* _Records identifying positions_
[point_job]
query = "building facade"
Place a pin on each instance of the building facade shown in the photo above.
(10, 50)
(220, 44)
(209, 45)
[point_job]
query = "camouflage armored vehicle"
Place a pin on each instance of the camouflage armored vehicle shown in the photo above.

* _WRITTEN TASK_
Can you repeat all the records with every "pin" switched to "marker" and nothing else changed?

* _ANSWER TO THE TASK_
[point_job]
query = "building facade"
Place a marker on each instance of the building facade shown in the photo above.
(10, 50)
(220, 44)
(209, 45)
[point_job]
query = "camouflage armored vehicle"
Place a marker on each instance of the camouflage armored vehicle shown in the photo above.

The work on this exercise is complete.